§ Excerpted passage
★ ★ ★

He says he was treated for six weeks at a Chemaf clinic, but was never compensated. The acid flowed into his house, which had to be abandoned, and he was left unemployed.

The foreign investment, he says, is “good for those who get jobs.” But most people get nothing, he says.

Company officials confirm that the acid came from a Chemaf factory, but they blame the spill on the trucking company involved. They also blame the neighbours for building their houses too close to the factory.

“People living beside a mining company will always complain,” says Jo Katembo, deputy manager of the Chemaf plant. “It’s like someone whose room is next to the kitchen – he’ll always complain of the smell.”

The government rejects Chemaf’s argument. Moise Katumbi, Governor of Katanga province, where the city is located, says he will shut down Chemaf’s operations if it fails to reduce its pollution.

★ ★ ★

§ About this exercise
From the passage on the Chemaf acid spill, copy out the part starting at "Company officials confirm" and ending at "to the factory.", word for word.

§ Data provided
★ ★ ★

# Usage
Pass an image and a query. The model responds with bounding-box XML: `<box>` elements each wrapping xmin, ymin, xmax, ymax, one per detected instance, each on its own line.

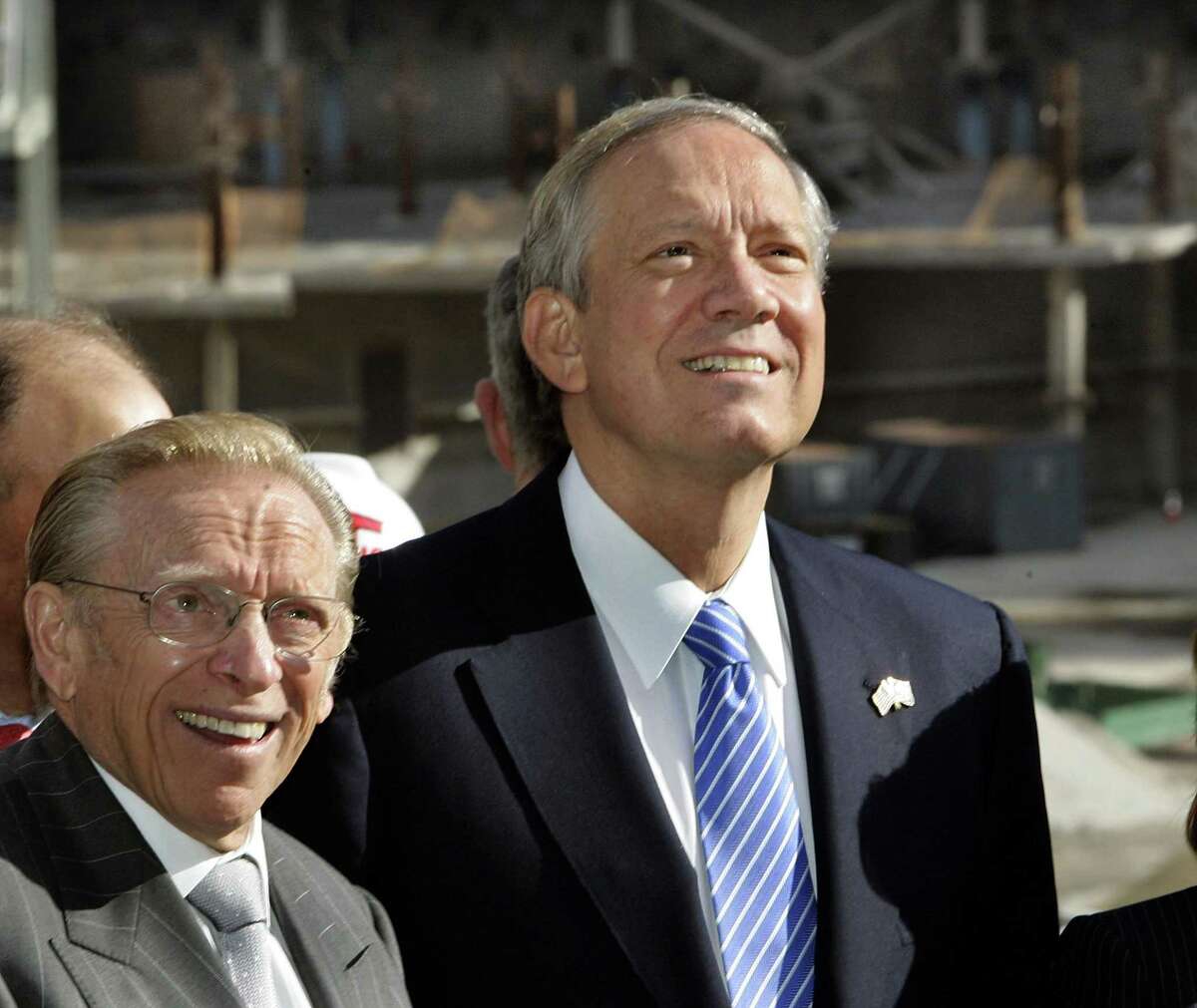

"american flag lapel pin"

★ ★ ★

§ Answer for this exercise
Company officials confirm that the acid came from a Chemaf factory, but they blame the spill on the trucking company involved. They also blame the neighbours for building their houses too close to the factory.